Written request: Write out all of the entries that follow, word for word, but skip the pictures.

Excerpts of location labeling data
START

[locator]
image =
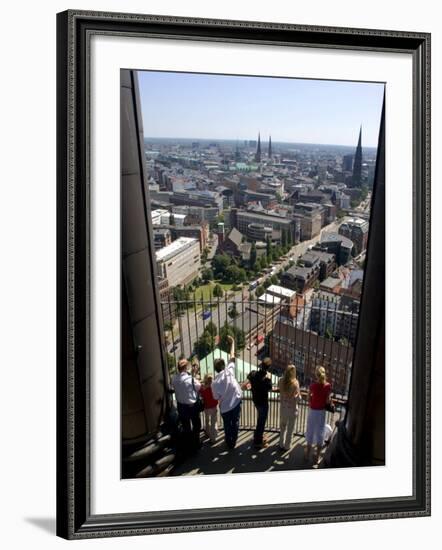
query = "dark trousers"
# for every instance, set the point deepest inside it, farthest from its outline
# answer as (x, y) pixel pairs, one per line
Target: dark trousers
(231, 425)
(191, 422)
(262, 411)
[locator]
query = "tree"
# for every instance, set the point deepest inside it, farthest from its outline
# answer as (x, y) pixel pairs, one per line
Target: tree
(207, 275)
(235, 274)
(220, 263)
(269, 249)
(236, 333)
(259, 291)
(204, 255)
(204, 345)
(233, 312)
(211, 328)
(218, 291)
(289, 239)
(253, 257)
(263, 262)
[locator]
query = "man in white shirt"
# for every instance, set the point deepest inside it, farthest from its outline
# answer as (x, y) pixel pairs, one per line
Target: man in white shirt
(186, 392)
(226, 389)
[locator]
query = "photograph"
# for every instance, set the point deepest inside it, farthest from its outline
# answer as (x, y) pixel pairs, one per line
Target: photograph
(252, 268)
(243, 247)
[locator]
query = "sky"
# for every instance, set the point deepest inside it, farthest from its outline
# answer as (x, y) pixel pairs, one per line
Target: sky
(198, 106)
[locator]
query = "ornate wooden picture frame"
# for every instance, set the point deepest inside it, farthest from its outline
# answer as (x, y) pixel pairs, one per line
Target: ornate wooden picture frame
(75, 520)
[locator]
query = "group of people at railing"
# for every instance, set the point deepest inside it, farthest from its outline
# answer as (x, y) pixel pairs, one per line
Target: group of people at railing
(224, 391)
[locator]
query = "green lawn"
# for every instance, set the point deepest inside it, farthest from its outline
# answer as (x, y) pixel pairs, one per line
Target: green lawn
(205, 292)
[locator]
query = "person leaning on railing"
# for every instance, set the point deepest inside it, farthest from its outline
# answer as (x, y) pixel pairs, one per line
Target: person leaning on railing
(186, 388)
(318, 397)
(226, 389)
(260, 382)
(289, 396)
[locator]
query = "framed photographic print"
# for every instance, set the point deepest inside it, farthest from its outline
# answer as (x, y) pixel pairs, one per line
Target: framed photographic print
(243, 274)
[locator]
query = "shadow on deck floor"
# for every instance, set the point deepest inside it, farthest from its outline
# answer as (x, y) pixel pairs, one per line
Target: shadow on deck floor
(219, 459)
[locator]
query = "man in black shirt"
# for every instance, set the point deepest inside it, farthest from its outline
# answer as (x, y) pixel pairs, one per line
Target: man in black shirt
(261, 383)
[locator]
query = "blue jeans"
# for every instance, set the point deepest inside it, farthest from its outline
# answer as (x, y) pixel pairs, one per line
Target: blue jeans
(231, 425)
(191, 423)
(262, 411)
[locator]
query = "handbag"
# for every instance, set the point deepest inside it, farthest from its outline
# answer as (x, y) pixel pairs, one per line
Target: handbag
(199, 403)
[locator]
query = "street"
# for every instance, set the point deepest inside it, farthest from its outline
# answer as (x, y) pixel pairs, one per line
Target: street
(190, 325)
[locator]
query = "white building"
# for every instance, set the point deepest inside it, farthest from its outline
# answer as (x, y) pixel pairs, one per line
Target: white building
(159, 215)
(179, 261)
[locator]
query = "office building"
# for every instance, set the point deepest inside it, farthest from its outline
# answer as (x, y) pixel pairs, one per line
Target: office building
(180, 261)
(356, 229)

END

Solution:
[locator]
image =
query = "dark trousers"
# for every instance, set the point deepest inside it, farthest from its outline
# answer as (x, y) pixel pairs, one per line
Target: dark trousers
(231, 425)
(191, 422)
(262, 411)
[locator]
query = "tree"
# for every instance, set the point deepest inside it, farthest from its outline
# answer as (x, y) pixel pairs, one per line
Target: tree
(207, 275)
(235, 274)
(220, 263)
(269, 249)
(236, 333)
(259, 291)
(204, 255)
(204, 345)
(233, 312)
(211, 328)
(218, 291)
(289, 239)
(253, 257)
(263, 262)
[locator]
query = "man in white shirt"
# for every instance, set the point deepest inside it, farthest from its outline
# answer as (x, y) pixel pairs, one per line
Target: man in white shirt
(186, 392)
(226, 389)
[locator]
query = "photograph"
# for every instance, set the point deepest inside it, farthest from its outline
# answer as (x, y) pixel pairs, one per line
Target: photograph
(252, 268)
(243, 247)
[locator]
query = "sky"
# for every instance, set the point deepest inside it, farthest from its outline
# answer as (x, y) pixel pairs, one per line
Target: sky
(198, 106)
[locator]
query = "ornate wooden picture frame"
# for every instance, set the point deepest inside it, farthest from its outline
# answer as (x, y) pixel pairs, one per line
Target: ornate wooden picture frame
(75, 520)
[locator]
query = "group of people at railing"
# for every instance, set the point deepest inside it, farthest from its outline
# answer as (x, y) pixel pairs, one per line
Target: group of people at railing
(224, 391)
[locator]
query = "green lawn"
# for every instance, set the point deepest inside it, farthest from its outline
# answer as (x, y) pixel pairs, one per line
Target: green lawn
(205, 292)
[locator]
query = "person leaning on railing"
# for every instance, set the point deepest inside it, farthest from its outline
# answer as (x, y) pixel pairs, one per line
Target: person leaning on railing
(186, 388)
(318, 397)
(226, 389)
(260, 382)
(289, 396)
[locator]
query = "framed photographic print"
# for every instance, set the point deepest inside it, farthest from its outline
# answer as (x, y) pixel pairs, one per line
Target: framed photographic print
(243, 274)
[locator]
query = "shadow on deck floor"
# for every instance, set the point deepest inside it, farthest from its outline
# answer as (x, y) pixel pairs, one per line
Target: shadow on deck floor
(219, 459)
[locator]
query = "man in black shirt"
# for every instance, set the point deepest inside it, farthest from its outline
# answer as (x, y) pixel pairs, one per line
Target: man in black shirt
(261, 383)
[locator]
query = "blue jeans"
# for every instance, set the point deepest inside it, farthest from its outline
# answer as (x, y) pixel pairs, one per line
Target: blue jeans
(231, 425)
(191, 423)
(262, 411)
[locator]
query = "handbag"
# for every instance, set the point deepest inside it, farthest from its outline
# answer as (x, y) pixel pairs, one per line
Target: handbag
(199, 403)
[locator]
query = "street"
# for every instance, set the point deepest inside it, farthest from its outline
# answer as (x, y) pixel pairs, one per line
Target: street
(190, 325)
[locator]
query = "white building"
# for every instance, set the point deepest inside it, farthest from its outline
# answer as (x, y) pixel pairs, one per line
Target: white building
(159, 215)
(179, 261)
[locator]
query = "office building"
# for every instance, set the point deepest inside it, farthest from its outline
# answer as (x, y) pixel pairs, one per line
Target: office building
(180, 261)
(356, 229)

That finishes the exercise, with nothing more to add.